**Selected passage**
******

By Jordan PollDecember 4, 2018
In her Blue Jeans Lecture, Assistant Professor Maureen Carroll shared a glimpse into her career journey with students, many of whom selected her as the recipient of the 2018 L. Hart Wright Award for Excellence in Teaching in only her second year at Michigan Law. “I thought about all kinds of weighty and slightly depressing things to talk with you about,” she began. “But it occurred to me that maybe this is a time when we could all use a little hope in our lives, so I decided to talk about my career’s bumpy rides and how—despite the odds—they turned into even better opportunities down the road.”
She started at the beginning. Before the launch of her career in law and academia, Carroll was an electrical engineer creating innovative circuit designs for Hewlett-Packard (HP) in Silicon Valley. "It was an interesting time before the dot-com bubble burst, working on the cutting edge of technology and developing new things that pushed the boundaries of what we thought could be done," she reminisced. However, a massive corporate layoff put an end to those dreams. "It was hard and unexpected. A lot of my friends and colleagues, people I liked and respected, lost their jobs that day," said Carroll, who was affected by the layoff even though she was one of the few who remained with the company. "They didn't know what would happen next, it was a stressful time, and my heart broke for them. But everyone found new jobs—really good, and in some cases, even better jobs." It meant that when Carroll was ready to leave HP, she had a network spanning companies up and down Silicon Valley, and people who—because they knew her and her work—were more than willing to aid in her search.
Through one of these connections, Carroll joined a startup in Silicon Valley before moving on to consulting work. After four years, she decided to act upon a long-held interest in law by attending the University of California, Los Angeles. However, Carroll would later learn that if she had stayed at the startup, instead of pursuing new avenues of opportunity, she would have a chance to become a millionaire. “What I didn’t know at the time was that the startup was given a buyout offer and—because of the stock I had in the company—if the founders had accepted the offer, I would have gotten $4 million,” she said. “But because my options weren’t fully vested yet, I would have had to keep working at the startup for years in order to receive the full amount. I would not have gone and done different work in different places, and I probably wouldn’t have gone to law school at the time and place that I did. Had I not attended an OUTLaw barbeque at the beginning of my 3L year, I would not have met a 1L who was attending that very barbeque and introduced myself to her. That woman is now my wife, and there is no amount of money that would make changing that circumstance worth it.”
Engineering turned into a passion for civil rights litigation for Carroll, who teaches Civil Procedure and Complex Litigation at Michigan Law. However, she almost turned away from this path fresh out of law school. While clerking for The Hon. Stephen Reinhardt of the U.S. Court of Appeals for the Ninth Circuit, Carroll applied for a Skadden Fellowship. “I had what I thought was a good interview, but then the decision day came and I didn’t get it,” she said. “Because I mistakenly thought the fellowship was the only way for me to launch my career in public interest law, I didn’t see myself making it.” What she didn’t know then was that the rejection would be the spark that ignited her legal career. “It turned out so much better than I could have imagined,” said Carroll, who was offered a staff attorney position with Public Counsel. “If I had gotten the fellowship, then I would only have worked on the project that I had proposed. I wouldn’t have been part of the organization’s impact litigation team, working on class actions, civil rights cases, and much more, which is what I ended up doing. I loved it.”

******

Records from a data collection:
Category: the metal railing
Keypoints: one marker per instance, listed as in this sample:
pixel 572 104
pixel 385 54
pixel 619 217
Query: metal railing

******

**Problems**
(A) Summarize the article on Maureen Carroll's Blue Jeans Lecture in two sentences.
(B) Continue the article on Maureen Carroll's lecture, picking up after its final paragraph.
The listing comes from a separate source.

**Solved problems**
(A) In her Blue Jeans Lecture, Michigan Law assistant professor Maureen Carroll described how the bumpy rides in her career turned into better opportunities despite the odds. A massive layoff at Hewlett-Packard left her with a network across Silicon Valley, leaving a startup that later got a buyout offer set her on the path to law school and to meeting her wife, and losing a Skadden Fellowship led to a staff attorney position with Public Counsel and work on its impact litigation team.

(B)
Years later, and even though it was a difficult decision to leave litigation, Carroll shifted her sights from practice to academia. “I realized the things I loved most about litigation were the interesting questions that arose in my research, but I couldn’t delve into them like I wanted to do because you have to go where the case takes you,” she said. “I also enjoyed working with student interns, seeing what they were excited about, helping them think about their paths through different types of careers, making their writing better, and understanding how litigation works. It was tremendously valuable to me.”
Carroll leapt into academia with the Bernard A. and Lenore S. Greenberg Law Review Fellowship at UCLA, and—two years later—went on the job market, interviewing with law schools from all over the country at a conference in Washington, D.C. It was an exciting time, said Carroll, who was beyond ready for the next phase of her career. However, when she finished the hiring process without a single offer, she was devastated. “Take how I felt about the Skadden Fellowship and multiply it by a million,” said Carroll, who returned to UCLA and spent the third year of her extended fellowship teaching Civil Procedure for the first time. Later that year, she returned to the market and accepted an offer to teach at Michigan Law School. “Everything that went wrong along the way, hurray for that,” she said. “Because now I am here at such a special place, soaking up your wonderful intelligence, thoughts, and aspirations.”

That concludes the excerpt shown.